• STATED TASK
Which lines of the records below contain the word "carved"? Show each of them in full.
· · ·
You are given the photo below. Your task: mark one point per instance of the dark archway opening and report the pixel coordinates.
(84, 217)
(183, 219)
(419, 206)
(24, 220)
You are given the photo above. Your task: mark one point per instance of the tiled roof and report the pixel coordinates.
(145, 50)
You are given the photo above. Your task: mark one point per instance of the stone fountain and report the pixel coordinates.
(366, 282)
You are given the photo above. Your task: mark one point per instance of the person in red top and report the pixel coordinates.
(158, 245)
· · ·
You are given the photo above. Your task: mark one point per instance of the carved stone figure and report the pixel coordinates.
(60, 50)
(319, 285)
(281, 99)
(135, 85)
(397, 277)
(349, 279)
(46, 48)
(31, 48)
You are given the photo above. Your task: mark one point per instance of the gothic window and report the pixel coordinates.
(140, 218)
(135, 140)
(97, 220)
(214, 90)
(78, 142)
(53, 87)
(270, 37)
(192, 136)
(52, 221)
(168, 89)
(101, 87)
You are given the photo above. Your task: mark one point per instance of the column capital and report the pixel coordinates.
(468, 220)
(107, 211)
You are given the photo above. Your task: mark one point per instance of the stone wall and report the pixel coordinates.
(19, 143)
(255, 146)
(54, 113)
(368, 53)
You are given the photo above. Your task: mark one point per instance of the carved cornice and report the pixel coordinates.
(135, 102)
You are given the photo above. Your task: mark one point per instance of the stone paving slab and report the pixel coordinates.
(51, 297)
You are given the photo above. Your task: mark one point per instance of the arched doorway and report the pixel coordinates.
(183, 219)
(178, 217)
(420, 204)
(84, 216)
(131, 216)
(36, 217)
· · ·
• FINAL ANSWER
You are given the photo above. Your task: mark one point per instance of the carved stone figure and report the pixel coordinates.
You are given the photo above. Your task: mark one point per instance of the carved cornice and report the pixel coordinates.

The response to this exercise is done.